Work to be completed ▸ An exact transcription of every record is needed.

Natural language region descriptions
*** Block opens ***

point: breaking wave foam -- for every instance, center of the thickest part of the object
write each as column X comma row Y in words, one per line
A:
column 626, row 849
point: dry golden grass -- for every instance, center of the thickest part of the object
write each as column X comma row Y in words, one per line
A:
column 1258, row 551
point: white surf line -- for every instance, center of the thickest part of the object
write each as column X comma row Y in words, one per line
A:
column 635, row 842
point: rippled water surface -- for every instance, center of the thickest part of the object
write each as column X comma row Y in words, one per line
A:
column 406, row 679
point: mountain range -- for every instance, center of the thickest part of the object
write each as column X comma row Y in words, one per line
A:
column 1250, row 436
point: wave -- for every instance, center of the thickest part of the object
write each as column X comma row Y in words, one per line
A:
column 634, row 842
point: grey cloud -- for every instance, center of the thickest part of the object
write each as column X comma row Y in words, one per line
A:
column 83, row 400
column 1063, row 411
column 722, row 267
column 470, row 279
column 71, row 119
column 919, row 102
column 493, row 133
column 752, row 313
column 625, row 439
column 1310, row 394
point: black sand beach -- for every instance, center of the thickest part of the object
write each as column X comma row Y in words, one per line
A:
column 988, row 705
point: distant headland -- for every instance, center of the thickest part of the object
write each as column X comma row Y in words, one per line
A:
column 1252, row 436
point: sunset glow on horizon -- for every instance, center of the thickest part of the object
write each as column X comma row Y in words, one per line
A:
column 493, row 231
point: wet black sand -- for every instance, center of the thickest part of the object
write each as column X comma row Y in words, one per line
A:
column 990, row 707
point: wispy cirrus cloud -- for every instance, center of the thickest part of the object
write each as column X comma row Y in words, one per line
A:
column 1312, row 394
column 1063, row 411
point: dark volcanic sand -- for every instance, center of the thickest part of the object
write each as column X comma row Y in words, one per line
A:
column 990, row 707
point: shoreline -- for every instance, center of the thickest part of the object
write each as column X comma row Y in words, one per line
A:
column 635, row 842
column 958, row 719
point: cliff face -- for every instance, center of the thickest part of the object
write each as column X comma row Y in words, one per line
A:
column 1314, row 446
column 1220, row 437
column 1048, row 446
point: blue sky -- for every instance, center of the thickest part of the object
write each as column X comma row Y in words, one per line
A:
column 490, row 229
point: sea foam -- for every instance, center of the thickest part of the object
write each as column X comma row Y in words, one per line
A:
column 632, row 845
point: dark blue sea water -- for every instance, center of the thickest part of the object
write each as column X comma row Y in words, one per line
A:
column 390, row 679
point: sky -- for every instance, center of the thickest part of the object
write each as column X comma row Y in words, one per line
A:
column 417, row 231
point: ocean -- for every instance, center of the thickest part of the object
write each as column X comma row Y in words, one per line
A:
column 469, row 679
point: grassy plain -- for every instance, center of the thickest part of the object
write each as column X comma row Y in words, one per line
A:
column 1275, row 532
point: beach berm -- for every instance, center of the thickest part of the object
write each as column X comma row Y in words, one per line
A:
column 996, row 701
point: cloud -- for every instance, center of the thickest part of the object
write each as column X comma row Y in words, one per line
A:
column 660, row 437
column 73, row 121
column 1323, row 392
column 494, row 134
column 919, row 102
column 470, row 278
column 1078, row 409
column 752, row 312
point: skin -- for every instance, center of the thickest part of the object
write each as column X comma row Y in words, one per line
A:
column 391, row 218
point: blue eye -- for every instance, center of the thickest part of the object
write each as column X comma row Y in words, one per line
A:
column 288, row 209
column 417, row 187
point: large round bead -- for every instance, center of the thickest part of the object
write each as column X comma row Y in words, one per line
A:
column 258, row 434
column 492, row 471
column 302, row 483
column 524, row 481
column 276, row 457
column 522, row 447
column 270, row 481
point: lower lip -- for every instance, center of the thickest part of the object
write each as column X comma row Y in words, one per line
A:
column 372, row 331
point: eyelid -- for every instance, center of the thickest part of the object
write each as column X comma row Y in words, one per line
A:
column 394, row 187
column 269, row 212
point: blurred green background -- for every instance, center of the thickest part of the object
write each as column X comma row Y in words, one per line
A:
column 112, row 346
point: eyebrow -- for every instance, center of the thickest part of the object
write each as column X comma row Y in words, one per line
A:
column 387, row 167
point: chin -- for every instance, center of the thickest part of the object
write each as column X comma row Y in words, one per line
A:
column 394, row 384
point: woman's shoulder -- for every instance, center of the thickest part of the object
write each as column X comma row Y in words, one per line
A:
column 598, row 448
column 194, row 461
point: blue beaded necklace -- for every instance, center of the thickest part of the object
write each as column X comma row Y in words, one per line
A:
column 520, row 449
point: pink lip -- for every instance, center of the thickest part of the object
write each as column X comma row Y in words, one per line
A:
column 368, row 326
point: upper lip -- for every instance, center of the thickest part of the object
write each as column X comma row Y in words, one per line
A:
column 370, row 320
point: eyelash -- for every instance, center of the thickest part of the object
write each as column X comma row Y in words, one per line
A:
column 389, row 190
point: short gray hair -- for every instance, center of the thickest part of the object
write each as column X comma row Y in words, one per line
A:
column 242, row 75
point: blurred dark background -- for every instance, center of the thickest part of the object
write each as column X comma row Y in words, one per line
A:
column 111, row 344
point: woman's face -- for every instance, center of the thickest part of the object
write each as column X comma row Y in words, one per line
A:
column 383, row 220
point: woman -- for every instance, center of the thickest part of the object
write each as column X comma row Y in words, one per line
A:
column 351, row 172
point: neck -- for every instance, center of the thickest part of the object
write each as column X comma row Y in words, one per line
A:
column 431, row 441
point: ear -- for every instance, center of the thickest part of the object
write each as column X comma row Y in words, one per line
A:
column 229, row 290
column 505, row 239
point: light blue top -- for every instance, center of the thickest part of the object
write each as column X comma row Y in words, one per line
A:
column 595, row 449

*** Block closes ***

Solved problem ▸
point: breaking wave foam -- for every instance, center of the thickest part of the object
write each as column X comma row Y in words, one per line
A:
column 626, row 849
point: dry golden grass -- for every instance, center of the thickest part of the object
write each as column X comma row Y in words, one per line
A:
column 1258, row 551
point: white surf line -- for every instance, center of the thickest part of the object
write each as column X comma row Y in words, one per line
A:
column 635, row 842
point: rippled water surface -- for every instance, center of the thickest part of the object
write each as column X comma row Y in words, one per line
A:
column 406, row 679
point: mountain range -- for every instance, center of the thickest part of the object
write each as column X comma row Y in words, one per line
A:
column 1250, row 436
point: wave -- for every instance, center of the thickest part of the object
write each as column X comma row Y in words, one per line
A:
column 634, row 842
point: grey cloud -- for every instance, center of the thickest part of the object
write each as column X comma row Y in words, one per line
A:
column 83, row 400
column 1063, row 411
column 722, row 267
column 470, row 279
column 71, row 119
column 919, row 102
column 493, row 133
column 752, row 313
column 625, row 439
column 1310, row 394
point: black sand beach -- for every instance, center of the thickest part of the object
write each as column X comma row Y in words, one per line
A:
column 988, row 705
point: distant headland -- for every instance, center of the thickest part of the object
write each as column X comma row Y in words, one per line
A:
column 1252, row 436
point: sunset glow on horizon -- for every instance, center of the thickest part of the object
write each as column X comma row Y in words, one per line
A:
column 493, row 231
point: wet black sand -- for every instance, center of the thickest part of the object
write each as column X comma row Y in words, one per line
A:
column 990, row 707
point: wispy cirrus cloud -- for every instance, center of the thickest part of the object
write each as column X comma row Y in words, one per line
A:
column 1312, row 394
column 1063, row 411
point: dark volcanic sand -- for every instance, center of the thickest part of the object
write each as column X comma row Y in words, one per line
A:
column 990, row 707
point: shoreline -- for every instance, center of the thickest part of the object
write each as column X comma row Y in words, one per line
A:
column 635, row 842
column 958, row 719
point: cliff face -- for every instance, center of the thickest part of the object
write each as column X comma row Y in words, one per line
A:
column 1314, row 446
column 1220, row 437
column 1048, row 446
point: blue sky -- for every instance, center of the thickest part of the object
write each as column X comma row Y in words, one per line
A:
column 490, row 229
point: sea foam -- for every instance, center of the thickest part of the object
write each as column X comma row Y in words, one per line
A:
column 632, row 845
point: dark blue sea water -- for every instance, center of the thickest part of the object
write each as column X comma row Y in words, one per line
A:
column 390, row 679
point: sky -- for every instance, center of the thickest part of the object
write each as column X comma row Y in words, one per line
A:
column 417, row 231
point: ocean -- for every instance, center of the thickest part of the object
write each as column X comma row Y in words, one per line
A:
column 469, row 679
point: grassy plain -- for every instance, center of the thickest part of the object
write each as column X comma row Y in words, one per line
A:
column 1275, row 532
point: beach berm -- for every instance, center of the thickest part of the object
write each as column X comma row Y in words, one per line
A:
column 996, row 701
point: cloud -- for every instance, center of the thickest part of the object
write each as column X comma row Y in words, one per line
A:
column 660, row 437
column 73, row 121
column 1323, row 392
column 494, row 134
column 919, row 102
column 470, row 278
column 1078, row 409
column 752, row 312
point: skin -- for every instance, center of the thickest part of the object
write each as column X comma row Y in words, one per line
A:
column 391, row 218
point: blue eye -- for every instance, center of the thickest part of the object
write each as column X comma row Y in words, one per line
A:
column 288, row 209
column 417, row 187
point: large round bead -- for every instance, center of the thickest part of the object
write each as column X comma row Y in words, one per line
A:
column 258, row 434
column 492, row 471
column 302, row 483
column 524, row 481
column 276, row 457
column 522, row 447
column 270, row 481
point: lower lip -- for every instance, center of the thickest part of the object
write each as column X comma row Y in words, one per line
A:
column 372, row 331
point: eyelid -- for every instance, center of the thickest part of the object
write each as column X comma row Y in words, one per line
A:
column 394, row 187
column 269, row 212
point: blurred green background -- for every instance, center of the thickest part of the object
write each as column X comma row Y in words, one per line
A:
column 112, row 346
point: eyebrow -- for every instance, center of the thickest part of the object
write each as column X comma row Y in words, one per line
A:
column 387, row 167
point: chin -- for every instance, center of the thickest part of the object
write each as column X comma row Y in words, one per line
A:
column 394, row 384
point: woman's shoulder -- for every instance, center of the thickest part of the object
write each as column X comma row Y in words, one per line
A:
column 598, row 448
column 194, row 461
point: blue beaded necklace -- for every instance, center of the thickest part of the object
write each as column X comma row Y in words, one per line
A:
column 520, row 449
point: pink lip -- for every instance, center of the thickest part of the object
write each as column X comma row Y in words, one per line
A:
column 368, row 326
point: upper lip -- for every instance, center of the thickest part of the object
write each as column X comma row Y in words, one per line
A:
column 370, row 320
point: eyelash -- for every instance, center of the thickest part of the object
write each as column X comma row Y in words, one per line
A:
column 389, row 190
point: short gray hair -- for every instance, center of the thickest part of the object
write each as column X comma row Y in words, one per line
A:
column 242, row 75
point: blurred dark background -- for every instance, center of the thickest part of the object
write each as column X comma row Y in words, one per line
A:
column 111, row 344
point: woman's face -- for every instance, center of the thickest part of the object
write each as column X comma row Y in words, one per line
A:
column 383, row 220
point: woman -- for every instance, center of the thickest part of the object
write each as column X comma row Y in words, one per line
A:
column 351, row 172
point: neck -- for every instance, center of the thickest part of the object
write each as column X comma row Y in words, one per line
A:
column 431, row 441
point: ear -- for every instance, center of the thickest part of the object
write each as column X comma row Y in words, one per line
A:
column 229, row 290
column 505, row 239
point: light blue top -- for every instance, center of the thickest part of the object
write each as column X comma row Y in words, one per line
A:
column 595, row 449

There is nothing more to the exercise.